REQUIRED WORK
Among the records, which lines hold the word "white"? Pick them out.

MATERIAL PROVIDED below:

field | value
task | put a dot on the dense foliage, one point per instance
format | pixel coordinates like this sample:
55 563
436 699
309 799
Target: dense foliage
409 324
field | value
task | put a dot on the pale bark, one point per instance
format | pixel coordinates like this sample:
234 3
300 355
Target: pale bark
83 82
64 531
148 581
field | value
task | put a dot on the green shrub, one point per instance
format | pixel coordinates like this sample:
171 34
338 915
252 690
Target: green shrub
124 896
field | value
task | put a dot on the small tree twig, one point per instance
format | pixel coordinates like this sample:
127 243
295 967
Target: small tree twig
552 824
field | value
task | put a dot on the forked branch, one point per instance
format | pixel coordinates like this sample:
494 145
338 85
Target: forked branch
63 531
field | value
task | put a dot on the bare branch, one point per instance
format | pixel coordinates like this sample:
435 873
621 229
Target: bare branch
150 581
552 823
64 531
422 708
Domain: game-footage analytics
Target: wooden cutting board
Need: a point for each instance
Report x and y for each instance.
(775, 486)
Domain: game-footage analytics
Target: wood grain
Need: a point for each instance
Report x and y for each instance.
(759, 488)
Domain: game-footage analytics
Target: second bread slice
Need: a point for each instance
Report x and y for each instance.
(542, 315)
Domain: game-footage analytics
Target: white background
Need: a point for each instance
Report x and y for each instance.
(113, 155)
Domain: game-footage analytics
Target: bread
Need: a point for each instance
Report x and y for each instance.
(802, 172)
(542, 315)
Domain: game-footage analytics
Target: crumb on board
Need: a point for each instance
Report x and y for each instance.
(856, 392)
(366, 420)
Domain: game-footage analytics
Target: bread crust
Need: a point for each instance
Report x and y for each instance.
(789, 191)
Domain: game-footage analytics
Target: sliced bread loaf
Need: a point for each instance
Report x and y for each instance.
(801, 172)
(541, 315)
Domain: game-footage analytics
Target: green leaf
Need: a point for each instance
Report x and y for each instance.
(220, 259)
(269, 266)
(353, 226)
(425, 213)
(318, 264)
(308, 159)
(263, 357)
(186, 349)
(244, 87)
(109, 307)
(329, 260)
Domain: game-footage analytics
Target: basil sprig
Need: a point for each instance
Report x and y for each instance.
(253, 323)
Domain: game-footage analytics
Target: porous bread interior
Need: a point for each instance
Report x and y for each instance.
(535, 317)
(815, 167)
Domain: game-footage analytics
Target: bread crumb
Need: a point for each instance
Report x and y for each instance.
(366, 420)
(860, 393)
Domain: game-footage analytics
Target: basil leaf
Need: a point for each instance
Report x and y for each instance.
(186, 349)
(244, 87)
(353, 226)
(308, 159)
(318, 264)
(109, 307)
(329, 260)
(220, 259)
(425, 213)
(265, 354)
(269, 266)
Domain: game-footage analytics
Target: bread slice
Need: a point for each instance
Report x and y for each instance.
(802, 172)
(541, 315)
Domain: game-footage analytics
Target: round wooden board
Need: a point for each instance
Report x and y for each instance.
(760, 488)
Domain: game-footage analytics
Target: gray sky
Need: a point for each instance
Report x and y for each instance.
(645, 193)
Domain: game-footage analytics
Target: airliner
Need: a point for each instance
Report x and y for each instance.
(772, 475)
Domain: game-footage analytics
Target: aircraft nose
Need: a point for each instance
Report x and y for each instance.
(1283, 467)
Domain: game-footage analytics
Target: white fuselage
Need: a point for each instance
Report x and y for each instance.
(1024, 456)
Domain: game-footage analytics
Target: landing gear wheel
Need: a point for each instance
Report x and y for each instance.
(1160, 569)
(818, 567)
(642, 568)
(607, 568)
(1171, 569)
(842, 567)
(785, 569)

End of MATERIAL PROVIDED.

EXPECTED ANSWER
Target: white background
Target: white fuselage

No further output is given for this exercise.